§ **ТЕКСТ ДЛЯ ЧТЕНИЯ**:
____
Можно согласиться лишь с тем, что обнаружить в дизайне эту его культурную обусловленность не так просто, ибо на современном этапе всеодинаковость его внешних проявлений гипнотизирует и заставляет думать, что сам по себе дизайн нейтрален по отношению к определенной культуре и социальному порядку и только использование накладывает на него отпечаток целей, посторонних ему. Путает карты и попытка разобраться в дизайне методом внешнего описания его продуктов, сравнительно-стилистическим их анализом. Но если даже при изучении и критике произведений народного, а также профессионального декоративного искусства мы обнаруживаем недостаточность испытанных искусствоведческих приемов, то тем более это относится к дизайну. Дело совершенно меняется, когда мы обращаемся к понятиям истории и теории культуры и - что не менее важно - когда, не полагаясь всецело на научное познание, мы стремимся постичь дизайн силой своего культурно-исторического опыта, воображения, чутья, рассматривая его в реальном культурном контексте. Искусствоведческие и эстетические подходы при этом не только не отвергаются, но, наоборот, обретают надежную почву под ногами. В самом деле, с точки зрения узкоискусствоведческой, материально-художественная культура, как правило, распадается на слабо связанные между собой специфические виды и продукты деятельности: архитектуру, народное искусство, художественную промышленность, художественное проектирование, прикладное искусство, дизайн и т.д. А с точки зрения культуроведческой, все эти виды и продукты предстают как внутренне родственные и связи последних между собой выступают как вполне согласованные с идеалами и нормами определенной культуры. Наконец, рассмотрение дизайна как порождения определенной культуры небесполезно для прояснения общих характеристик последней, а, следовательно, и возможностей восприятия дизайна другими культурами и тех модификаций, которые при этом с ним происходят.
____
Записи из набора данных:
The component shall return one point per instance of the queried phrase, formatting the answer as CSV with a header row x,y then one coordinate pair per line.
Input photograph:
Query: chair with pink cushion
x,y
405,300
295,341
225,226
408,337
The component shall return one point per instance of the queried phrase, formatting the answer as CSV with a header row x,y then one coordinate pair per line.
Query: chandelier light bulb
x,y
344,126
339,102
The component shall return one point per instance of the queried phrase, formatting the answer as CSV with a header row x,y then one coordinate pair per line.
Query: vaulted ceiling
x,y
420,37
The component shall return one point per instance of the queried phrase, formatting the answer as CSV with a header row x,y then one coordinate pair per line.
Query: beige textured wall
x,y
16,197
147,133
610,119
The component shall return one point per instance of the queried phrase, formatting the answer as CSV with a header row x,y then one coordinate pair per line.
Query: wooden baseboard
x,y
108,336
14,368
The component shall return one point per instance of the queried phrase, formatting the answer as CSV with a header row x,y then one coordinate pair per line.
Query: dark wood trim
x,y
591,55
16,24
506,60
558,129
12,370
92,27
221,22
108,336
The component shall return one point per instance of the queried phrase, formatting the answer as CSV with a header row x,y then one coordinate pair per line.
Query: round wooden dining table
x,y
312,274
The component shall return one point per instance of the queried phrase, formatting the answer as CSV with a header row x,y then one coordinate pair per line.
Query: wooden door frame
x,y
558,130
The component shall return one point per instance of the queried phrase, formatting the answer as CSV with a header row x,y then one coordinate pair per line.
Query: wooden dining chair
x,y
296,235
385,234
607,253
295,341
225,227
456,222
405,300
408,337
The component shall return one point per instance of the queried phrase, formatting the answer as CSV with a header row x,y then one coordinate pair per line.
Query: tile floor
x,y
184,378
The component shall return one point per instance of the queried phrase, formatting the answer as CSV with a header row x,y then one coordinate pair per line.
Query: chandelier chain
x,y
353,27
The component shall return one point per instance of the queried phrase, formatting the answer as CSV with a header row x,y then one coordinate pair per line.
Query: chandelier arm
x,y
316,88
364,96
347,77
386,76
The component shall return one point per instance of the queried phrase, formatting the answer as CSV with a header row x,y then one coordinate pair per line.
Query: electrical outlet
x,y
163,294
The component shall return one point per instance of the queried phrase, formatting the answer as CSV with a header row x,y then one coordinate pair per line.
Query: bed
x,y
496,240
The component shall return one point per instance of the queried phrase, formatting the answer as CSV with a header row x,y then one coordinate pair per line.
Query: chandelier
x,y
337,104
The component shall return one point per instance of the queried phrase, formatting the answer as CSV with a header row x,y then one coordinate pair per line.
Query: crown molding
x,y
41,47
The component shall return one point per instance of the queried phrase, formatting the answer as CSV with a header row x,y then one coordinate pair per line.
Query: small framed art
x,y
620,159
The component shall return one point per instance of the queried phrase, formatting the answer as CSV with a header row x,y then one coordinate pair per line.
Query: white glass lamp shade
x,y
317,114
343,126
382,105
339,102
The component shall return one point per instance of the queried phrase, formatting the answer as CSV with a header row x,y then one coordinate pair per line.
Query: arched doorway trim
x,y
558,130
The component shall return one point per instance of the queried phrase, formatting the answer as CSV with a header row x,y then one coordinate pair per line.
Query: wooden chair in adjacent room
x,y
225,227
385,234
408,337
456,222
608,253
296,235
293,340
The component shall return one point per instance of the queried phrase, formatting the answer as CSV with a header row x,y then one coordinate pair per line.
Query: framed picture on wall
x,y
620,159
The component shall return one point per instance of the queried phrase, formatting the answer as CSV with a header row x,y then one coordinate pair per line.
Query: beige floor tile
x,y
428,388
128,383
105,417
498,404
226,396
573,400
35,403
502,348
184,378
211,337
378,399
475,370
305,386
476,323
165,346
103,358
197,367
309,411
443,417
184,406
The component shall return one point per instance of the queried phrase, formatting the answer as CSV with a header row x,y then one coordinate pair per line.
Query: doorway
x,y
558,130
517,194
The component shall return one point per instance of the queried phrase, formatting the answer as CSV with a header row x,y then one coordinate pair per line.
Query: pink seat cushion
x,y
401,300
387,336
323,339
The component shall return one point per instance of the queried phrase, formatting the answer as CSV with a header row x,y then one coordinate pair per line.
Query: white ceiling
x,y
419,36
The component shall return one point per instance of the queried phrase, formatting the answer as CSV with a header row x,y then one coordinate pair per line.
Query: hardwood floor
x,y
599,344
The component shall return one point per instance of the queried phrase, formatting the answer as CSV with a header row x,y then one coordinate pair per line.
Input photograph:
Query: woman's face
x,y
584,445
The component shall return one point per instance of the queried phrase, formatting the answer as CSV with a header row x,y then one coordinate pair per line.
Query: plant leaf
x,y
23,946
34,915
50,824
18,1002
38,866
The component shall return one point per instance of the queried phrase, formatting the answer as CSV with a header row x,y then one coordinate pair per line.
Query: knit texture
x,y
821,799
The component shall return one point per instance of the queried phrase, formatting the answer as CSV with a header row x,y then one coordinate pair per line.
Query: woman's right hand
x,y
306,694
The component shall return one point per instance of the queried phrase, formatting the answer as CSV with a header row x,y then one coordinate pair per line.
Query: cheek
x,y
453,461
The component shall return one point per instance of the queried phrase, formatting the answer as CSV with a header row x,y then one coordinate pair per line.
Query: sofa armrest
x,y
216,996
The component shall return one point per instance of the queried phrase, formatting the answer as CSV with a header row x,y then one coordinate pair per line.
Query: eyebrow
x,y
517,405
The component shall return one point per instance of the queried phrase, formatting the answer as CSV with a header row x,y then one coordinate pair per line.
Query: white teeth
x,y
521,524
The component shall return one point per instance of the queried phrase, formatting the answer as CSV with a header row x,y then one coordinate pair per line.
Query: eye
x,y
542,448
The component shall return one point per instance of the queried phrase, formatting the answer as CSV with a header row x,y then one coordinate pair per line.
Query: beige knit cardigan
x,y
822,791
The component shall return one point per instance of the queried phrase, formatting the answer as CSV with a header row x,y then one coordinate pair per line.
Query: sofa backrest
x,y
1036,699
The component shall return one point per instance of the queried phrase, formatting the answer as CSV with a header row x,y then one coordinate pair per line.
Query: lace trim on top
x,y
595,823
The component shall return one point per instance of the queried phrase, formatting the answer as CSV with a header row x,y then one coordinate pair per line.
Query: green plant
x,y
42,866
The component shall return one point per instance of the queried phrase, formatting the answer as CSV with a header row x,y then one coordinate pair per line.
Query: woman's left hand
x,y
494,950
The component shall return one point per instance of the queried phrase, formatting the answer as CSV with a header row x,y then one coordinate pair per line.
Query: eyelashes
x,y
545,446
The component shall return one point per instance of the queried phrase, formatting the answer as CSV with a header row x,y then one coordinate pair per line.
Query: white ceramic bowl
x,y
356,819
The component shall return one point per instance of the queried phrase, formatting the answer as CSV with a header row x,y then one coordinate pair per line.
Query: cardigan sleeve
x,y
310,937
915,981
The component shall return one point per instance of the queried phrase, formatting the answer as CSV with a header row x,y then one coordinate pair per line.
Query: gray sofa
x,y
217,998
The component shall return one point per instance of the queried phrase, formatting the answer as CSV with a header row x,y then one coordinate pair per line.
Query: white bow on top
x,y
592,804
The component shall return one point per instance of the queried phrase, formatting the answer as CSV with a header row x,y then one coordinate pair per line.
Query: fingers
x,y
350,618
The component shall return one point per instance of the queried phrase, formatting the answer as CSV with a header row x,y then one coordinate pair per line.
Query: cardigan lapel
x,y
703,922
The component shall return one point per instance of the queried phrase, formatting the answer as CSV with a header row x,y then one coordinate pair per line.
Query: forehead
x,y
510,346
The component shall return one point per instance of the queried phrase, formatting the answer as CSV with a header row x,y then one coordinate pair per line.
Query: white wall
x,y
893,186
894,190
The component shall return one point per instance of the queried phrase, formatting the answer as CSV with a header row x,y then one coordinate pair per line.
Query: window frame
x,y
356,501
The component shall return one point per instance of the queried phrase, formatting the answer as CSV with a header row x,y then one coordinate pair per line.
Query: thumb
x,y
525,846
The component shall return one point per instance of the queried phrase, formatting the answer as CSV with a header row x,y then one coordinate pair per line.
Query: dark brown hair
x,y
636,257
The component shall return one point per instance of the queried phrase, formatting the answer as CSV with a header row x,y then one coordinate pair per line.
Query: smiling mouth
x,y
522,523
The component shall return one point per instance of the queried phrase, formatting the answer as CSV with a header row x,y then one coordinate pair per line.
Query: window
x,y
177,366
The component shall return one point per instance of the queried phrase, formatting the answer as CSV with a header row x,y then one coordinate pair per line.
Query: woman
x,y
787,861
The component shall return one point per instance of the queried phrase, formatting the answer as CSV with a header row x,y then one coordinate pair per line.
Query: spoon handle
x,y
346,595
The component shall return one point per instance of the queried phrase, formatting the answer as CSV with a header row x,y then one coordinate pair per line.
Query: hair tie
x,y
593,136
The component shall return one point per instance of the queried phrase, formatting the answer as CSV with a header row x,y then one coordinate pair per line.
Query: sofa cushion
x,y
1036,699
____
§ **ЗАДАНИЯ**:
1 – Изложите в виде короткого списка абзац текста о дизайне и культуре, который начинается словами «Можно согласиться лишь с тем», и сохраните его главные мысли.
2 – Продолжите текст о культурной обусловленности дизайна, начав сразу после его последнего предложения.

§ **ОТВЕТЫ К ЗАДАНИЯМ**:
1 –
- Культурную обусловленность дизайна заметить непросто. Однообразие его внешних проявлений внушает мысль, будто дизайн нейтрален к культуре и социальному порядку, а посторонние цели придаёт ему лишь использование.
- Внешнее описание продуктов дизайна и их сравнительно-стилистический анализ только запутывают дело. Испытанных искусствоведческих приёмов не хватает даже для народного и профессионального декоративного искусства, а для дизайна тем более.
- Положение меняется, если обратиться к понятиям истории и теории культуры. Важно также постигать дизайн культурно-историческим опытом, воображением и чутьём, рассматривая его в реальном культурном контексте. Искусствоведческие и эстетические подходы при этом обретают надёжную почву.
- С узкоискусствоведческой точки зрения материально-художественная культура распадается на слабо связанные виды: архитектуру, народное искусство, художественную промышленность, прикладное искусство, дизайн и другие. С культуроведческой точки зрения они внутренне родственны, а их связи согласованы с идеалами и нормами определённой культуры.
- Взгляд на дизайн как на порождение определённой культуры помогает прояснить её общие черты. Через них становится понятнее, как дизайн воспринимают другие культуры и как он при этом видоизменяется.

2 –
Современный дизайн складывался, заполняя культурный вакуум, образовавшийся на Западе в ходе длительной смены ремесла машинной индустрией.

Возникновение и стремительное развитие последней долгое время переживалось как "отпадение" производящей деятельности от упорядоченной ценностями и нормами культуры человеческой жизни. И надо признать, что поначалу машинная индустрия действительно выступила как сила противокультурная. Это был, бесспорно, один из наиболее впечатляющих примеров парадоксальной противоречивости, свойственной переходным эпохам исто-рии, особенно истории Запада, когда культура и природа временно как бы меняются местами.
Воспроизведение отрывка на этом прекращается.